[Object location labeling data]
- - - - - - -
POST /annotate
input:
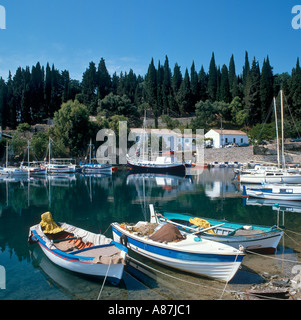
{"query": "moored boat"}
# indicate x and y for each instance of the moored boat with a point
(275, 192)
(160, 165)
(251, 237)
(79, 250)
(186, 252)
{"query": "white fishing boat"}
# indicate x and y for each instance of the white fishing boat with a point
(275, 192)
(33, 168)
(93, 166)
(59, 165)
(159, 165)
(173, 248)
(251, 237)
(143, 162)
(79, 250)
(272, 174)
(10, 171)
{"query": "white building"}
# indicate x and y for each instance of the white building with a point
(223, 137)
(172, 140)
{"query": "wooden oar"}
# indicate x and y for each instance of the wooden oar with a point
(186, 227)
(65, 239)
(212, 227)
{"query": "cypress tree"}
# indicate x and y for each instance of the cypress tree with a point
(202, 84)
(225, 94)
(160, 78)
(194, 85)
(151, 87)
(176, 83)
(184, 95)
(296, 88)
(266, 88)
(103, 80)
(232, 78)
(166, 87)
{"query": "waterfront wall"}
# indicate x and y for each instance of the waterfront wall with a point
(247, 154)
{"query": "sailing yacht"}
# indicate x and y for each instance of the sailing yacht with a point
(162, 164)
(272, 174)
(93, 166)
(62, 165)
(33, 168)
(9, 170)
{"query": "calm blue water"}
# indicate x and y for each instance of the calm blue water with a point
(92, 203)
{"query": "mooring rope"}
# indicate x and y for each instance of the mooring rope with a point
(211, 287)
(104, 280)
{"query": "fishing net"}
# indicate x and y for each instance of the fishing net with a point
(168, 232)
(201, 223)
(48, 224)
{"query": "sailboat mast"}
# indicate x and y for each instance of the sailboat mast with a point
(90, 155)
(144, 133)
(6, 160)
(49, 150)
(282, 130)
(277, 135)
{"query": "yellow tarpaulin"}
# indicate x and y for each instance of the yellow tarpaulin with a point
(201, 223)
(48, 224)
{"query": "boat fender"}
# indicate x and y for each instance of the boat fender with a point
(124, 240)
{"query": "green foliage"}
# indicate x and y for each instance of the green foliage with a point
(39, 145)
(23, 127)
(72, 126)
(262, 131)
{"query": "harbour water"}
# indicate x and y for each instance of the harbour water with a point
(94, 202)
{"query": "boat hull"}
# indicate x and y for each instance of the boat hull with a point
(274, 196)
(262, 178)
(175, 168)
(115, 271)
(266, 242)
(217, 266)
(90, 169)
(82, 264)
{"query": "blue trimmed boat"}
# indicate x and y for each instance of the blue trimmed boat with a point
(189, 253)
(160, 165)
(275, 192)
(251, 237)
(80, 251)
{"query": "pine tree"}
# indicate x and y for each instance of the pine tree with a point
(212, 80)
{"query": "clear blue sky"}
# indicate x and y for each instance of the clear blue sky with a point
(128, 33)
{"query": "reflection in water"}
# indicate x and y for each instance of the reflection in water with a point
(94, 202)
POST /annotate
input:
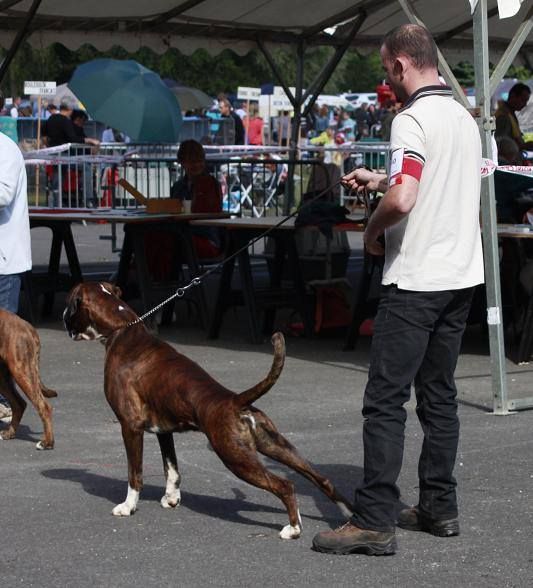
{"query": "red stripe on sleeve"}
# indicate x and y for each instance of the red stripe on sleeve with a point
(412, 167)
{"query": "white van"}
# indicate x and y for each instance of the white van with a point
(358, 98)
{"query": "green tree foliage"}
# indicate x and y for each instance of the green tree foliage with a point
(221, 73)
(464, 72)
- - - - - - -
*What to work on:* Pull out every line in the records above that contains the word "yellow", and list those lines as they appear.

*Output of the exercise:*
{"query": "yellow tarpaulin"}
# indicate x and y for each instance of the yellow tarpaulin with a point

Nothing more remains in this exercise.